- PROBLEMS AND TASKS -
1. Rewrite the passage on histone modifications between "Histones serve as" and "to daughter cells.", inclusive, substituting "genetic material" for "DNA".
2. Pick up the text on histone modifications after its final sentence and continue it.

- TEXT SECTION -
Histones serve as slates to a dizzying array of modifications, but researchers are confident they can decipher the epigenetic puzzle.
Roughly two meters of DNA gets packed into every cell nucleus in the human body. In addition to stuffing all that information into a sphere 3 to 10 microns across, the proteins that perform this task must also ensure that in each cell certain genes are constantly transcribed, while others lie ready, and other regions remain dormant, practically inaccessible. Within this cramped, chaotic space, an army of proteins must manage cellular information, decide cell fate with a moment's notice and maintain it, often passing that fate to daughter cells.
This regulation takes place in the context of the histone proteins. Two each of the four standard histones - H3, H4, H2A, and H2B - join together to form an octameric nucleosome, a spool around which roughly 146 nucleotides wind in a near double loop. By no means inert packing material, the nucleosome serves as a slate for a rich variety of modifications or "marks" that appear to play a role in managing the genome. Acetylation, methylation, phosphorylation, ubiquitination, sumoylation - the list of modifications grows monthly. Researchers have mapped as many as 50 different marks to specific amino acid residues on the histones' highly conserved N-terminal tails and elsewhere on the molecules, says Thomas Jenuwein from the Research Institute of Molecular Pathology in Vienna. "One of the challenges, I think, is to identify all of the modifications that exist," says Tony Kouzarides, of the Wellcome Trust/Cancer Research UK Gurdon Institute.

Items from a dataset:

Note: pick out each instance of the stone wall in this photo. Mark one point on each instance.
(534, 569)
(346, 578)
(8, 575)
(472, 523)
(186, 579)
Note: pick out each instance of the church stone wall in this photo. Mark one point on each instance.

- TASK ANSWERS -
1.
Histones serve as slates to a dizzying array of modifications, but researchers are confident they can decipher the epigenetic puzzle.
Roughly two meters of genetic material gets packed into every cell nucleus in the human body. In addition to stuffing all that information into a sphere 3 to 10 microns across, the proteins that perform this task must also ensure that in each cell certain genes are constantly transcribed, while others lie ready, and other regions remain dormant, practically inaccessible. Within this cramped, chaotic space, an army of proteins must manage cellular information, decide cell fate with a moment's notice and maintain it, often passing that fate to daughter cells.

2.
When a methyltransferase like G9a methylates H3K9, heterochromatin protein 1 (HP1) can bind, generally resulting in a silent state. Phosphorylation to the adjacent S10 residue by Aurora kinase B may loosen the association. Further modification of the H3 tail, such as acetylation at H3K14 through a Histone acetyltransferase (HAT) prevents HP1 binding. Additionally, the histone methytransferase Suv39 associates with HP1 (inset) providing a potential mechanism for spread of the methyl signal.
Constant additions to the cast of histone marks (see image below), and the regulatory proteins that make them, remove them, or act upon their presence, put the number of potential combinations in the astronomical range. Say there were 30 different residues marked in a given nucleosome, 230 gives a billion possible combinations. A human cell has approximately only 40 million incorporated nucleosomes. Nevertheless, many appear to act together. Take one oft-described scenario on histone H3: Methylated lysine 4 (H3K4Me) and an acetylated lysine 14 (H3K14Ac) together produce an active gene state similar to a phosphorylated serine 10 in combination with acetylated lysines 14 and 9. Methylated lysine 9 is antagonistic to the serine 10 phosphorylation acting like a switch to shut down expression (see image above left). And, adjacent serine-lysine pairs appear elsewhere in the histone tails.
These "cross-talking" units and other signaling cascades (see image below) have an alluring quality to many researchers. A layer of information is definitely encoded in these signals, says C. David Allis, a Howard Hughes Medical Institute investigator at Rockefeller University. "As you develop from a totipotent or pluriopotent cell to a developmentally differentiated cell ... the DNA is remaining constant. It sort of tells us [that] something non-DNA is going on," says Allis, but just how much information is stored in these signals has been a matter of debate.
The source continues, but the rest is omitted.